WHAT NEEDS TO BE DONE — Pull out every line of the entries below that contains the word "window". Case counts.

ENTRIES PROVIDED —
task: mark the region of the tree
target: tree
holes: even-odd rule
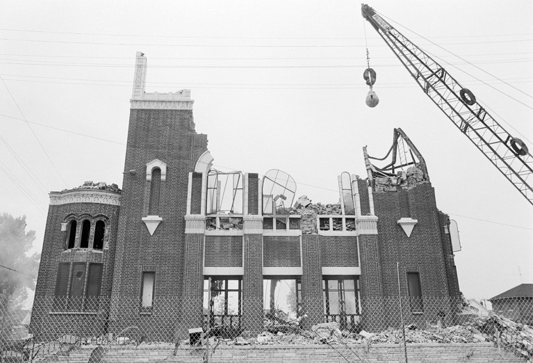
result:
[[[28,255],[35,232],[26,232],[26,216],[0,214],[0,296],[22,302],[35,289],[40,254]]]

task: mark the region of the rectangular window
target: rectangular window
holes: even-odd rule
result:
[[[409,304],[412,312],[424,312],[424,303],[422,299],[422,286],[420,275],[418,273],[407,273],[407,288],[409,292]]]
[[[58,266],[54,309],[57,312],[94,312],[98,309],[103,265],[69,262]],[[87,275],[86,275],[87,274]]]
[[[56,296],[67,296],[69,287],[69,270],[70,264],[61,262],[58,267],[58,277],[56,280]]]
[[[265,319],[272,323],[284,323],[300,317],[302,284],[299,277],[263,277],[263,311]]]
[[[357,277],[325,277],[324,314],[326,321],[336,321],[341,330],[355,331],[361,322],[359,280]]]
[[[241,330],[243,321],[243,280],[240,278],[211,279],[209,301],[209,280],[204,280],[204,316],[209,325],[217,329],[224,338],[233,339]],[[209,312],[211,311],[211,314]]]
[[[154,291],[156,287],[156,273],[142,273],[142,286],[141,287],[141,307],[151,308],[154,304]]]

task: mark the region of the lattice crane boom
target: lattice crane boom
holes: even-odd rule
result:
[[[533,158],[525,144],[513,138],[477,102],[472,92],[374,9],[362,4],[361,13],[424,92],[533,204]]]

EXERCISE ANSWER —
task: mark the region of the rectangular window
target: rectangular window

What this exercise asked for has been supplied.